■ ASSIGNMENT: Copy exactly the lines from the start of the data below through the one that carries "Target: closed white parasol", and only those.

■ EXERCISE INPUT:
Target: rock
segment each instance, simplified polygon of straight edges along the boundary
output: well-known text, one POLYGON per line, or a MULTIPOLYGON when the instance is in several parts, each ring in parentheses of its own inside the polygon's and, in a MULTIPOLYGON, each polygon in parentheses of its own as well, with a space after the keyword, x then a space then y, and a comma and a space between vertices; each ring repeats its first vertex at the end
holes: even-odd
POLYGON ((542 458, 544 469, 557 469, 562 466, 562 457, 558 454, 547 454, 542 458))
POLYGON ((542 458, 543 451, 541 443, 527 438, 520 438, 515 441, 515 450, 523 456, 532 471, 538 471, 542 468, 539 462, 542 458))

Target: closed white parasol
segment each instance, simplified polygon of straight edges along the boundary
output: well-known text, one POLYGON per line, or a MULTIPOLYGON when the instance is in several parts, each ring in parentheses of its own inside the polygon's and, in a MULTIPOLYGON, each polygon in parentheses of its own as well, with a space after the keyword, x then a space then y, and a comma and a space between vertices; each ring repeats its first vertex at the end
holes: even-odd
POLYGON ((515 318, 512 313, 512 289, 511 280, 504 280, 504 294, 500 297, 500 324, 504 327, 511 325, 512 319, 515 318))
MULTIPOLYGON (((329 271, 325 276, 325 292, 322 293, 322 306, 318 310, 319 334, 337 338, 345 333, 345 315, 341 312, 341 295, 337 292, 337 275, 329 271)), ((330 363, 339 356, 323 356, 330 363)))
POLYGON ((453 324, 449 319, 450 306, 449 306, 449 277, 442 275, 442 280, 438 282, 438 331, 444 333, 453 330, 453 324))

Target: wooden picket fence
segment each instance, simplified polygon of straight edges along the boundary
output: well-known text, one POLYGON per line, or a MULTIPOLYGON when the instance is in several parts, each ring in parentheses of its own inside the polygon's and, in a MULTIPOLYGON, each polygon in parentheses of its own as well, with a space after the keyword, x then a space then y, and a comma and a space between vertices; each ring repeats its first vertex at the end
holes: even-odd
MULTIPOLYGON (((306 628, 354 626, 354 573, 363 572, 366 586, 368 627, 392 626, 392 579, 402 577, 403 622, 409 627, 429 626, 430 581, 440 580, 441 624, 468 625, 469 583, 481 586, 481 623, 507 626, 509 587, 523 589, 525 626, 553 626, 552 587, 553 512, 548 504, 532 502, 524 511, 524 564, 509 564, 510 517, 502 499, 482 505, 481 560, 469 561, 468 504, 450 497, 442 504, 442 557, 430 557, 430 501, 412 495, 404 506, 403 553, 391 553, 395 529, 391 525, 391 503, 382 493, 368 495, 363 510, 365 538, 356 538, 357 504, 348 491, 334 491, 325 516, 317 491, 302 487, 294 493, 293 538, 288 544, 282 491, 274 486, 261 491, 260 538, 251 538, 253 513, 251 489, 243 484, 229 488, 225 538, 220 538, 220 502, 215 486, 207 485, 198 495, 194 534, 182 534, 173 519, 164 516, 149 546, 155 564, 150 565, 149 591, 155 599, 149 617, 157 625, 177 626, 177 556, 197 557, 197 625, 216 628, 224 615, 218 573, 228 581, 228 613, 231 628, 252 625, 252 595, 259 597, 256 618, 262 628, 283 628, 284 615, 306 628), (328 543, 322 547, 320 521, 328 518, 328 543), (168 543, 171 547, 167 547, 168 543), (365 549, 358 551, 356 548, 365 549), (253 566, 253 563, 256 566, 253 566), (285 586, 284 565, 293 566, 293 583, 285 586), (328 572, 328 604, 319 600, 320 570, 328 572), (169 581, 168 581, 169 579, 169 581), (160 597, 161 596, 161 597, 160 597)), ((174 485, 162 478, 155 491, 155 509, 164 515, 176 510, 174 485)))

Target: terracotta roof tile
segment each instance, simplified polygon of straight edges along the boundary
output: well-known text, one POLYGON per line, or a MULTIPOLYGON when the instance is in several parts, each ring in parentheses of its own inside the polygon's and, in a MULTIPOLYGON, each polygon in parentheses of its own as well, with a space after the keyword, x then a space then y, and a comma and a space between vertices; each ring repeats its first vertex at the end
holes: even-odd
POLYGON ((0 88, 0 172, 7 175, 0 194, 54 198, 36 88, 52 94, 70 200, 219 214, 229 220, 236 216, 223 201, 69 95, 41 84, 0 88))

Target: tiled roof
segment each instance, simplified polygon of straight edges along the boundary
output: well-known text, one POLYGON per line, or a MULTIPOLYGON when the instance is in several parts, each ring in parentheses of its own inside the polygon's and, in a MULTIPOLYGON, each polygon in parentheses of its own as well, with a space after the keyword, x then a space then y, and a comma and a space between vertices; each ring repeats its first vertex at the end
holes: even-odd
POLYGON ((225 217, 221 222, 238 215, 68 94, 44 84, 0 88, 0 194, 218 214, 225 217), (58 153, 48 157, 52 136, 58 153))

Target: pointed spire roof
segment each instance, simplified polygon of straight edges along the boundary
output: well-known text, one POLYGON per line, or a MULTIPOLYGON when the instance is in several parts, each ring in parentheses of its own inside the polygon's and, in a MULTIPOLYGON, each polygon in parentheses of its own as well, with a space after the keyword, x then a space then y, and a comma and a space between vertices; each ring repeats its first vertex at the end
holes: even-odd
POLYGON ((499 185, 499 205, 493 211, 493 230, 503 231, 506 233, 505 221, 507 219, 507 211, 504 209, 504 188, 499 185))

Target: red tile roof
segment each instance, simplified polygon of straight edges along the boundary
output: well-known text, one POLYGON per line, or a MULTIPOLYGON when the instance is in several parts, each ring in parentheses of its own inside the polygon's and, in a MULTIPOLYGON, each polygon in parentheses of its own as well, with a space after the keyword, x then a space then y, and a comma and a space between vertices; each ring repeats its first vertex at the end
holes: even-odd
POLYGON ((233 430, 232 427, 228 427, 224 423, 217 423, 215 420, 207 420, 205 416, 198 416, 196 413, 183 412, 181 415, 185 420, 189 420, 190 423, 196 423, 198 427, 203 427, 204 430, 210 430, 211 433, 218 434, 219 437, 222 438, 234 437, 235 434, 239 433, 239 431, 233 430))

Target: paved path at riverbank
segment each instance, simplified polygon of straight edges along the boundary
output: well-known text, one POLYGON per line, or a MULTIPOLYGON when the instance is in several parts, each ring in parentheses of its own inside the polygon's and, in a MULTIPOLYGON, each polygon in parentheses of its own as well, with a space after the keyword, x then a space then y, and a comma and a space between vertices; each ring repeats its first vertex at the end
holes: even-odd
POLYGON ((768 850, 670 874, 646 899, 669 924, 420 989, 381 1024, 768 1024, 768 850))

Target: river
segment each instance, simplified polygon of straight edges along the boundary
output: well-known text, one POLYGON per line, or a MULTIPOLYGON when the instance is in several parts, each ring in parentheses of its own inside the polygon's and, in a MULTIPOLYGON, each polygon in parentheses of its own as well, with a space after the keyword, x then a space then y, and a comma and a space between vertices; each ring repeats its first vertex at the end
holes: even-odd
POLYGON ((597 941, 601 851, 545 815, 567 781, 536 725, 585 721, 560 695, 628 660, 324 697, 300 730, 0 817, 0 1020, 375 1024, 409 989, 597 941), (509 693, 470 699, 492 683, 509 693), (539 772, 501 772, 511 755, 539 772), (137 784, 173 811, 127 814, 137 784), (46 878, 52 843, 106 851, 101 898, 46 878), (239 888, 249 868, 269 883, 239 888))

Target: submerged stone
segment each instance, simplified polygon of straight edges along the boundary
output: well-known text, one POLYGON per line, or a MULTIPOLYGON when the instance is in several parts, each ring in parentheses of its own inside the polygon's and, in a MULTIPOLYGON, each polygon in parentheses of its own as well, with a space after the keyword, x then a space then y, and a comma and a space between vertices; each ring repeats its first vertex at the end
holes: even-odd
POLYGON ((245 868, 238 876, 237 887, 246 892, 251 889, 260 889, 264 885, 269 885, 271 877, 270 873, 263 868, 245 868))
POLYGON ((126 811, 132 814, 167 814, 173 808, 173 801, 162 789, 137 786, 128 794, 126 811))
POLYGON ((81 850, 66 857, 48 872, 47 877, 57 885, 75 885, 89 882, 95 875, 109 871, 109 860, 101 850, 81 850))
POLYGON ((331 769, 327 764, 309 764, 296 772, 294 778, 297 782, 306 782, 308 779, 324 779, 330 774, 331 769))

■ COMPLETED EXERCISE:
Target: rock
segment each instance, simplified polygon of straight edges along the boundary
output: well-known text, one POLYGON per line, or a MULTIPOLYGON when the instance is in several parts, each ring in parentheses of its own inside the polygon's and, in a MULTIPOLYGON, each polygon in parentheses of its own as well, with a space after the keyword, x then a space then y, and a comma and a space between vertices; each ring repeats its first vertex at the end
holes: even-odd
POLYGON ((542 458, 544 469, 557 469, 562 466, 562 457, 558 454, 547 454, 542 458))
POLYGON ((542 458, 543 451, 541 443, 527 438, 520 438, 515 441, 515 450, 523 456, 532 471, 538 471, 542 468, 539 462, 542 458))

Target: closed white parasol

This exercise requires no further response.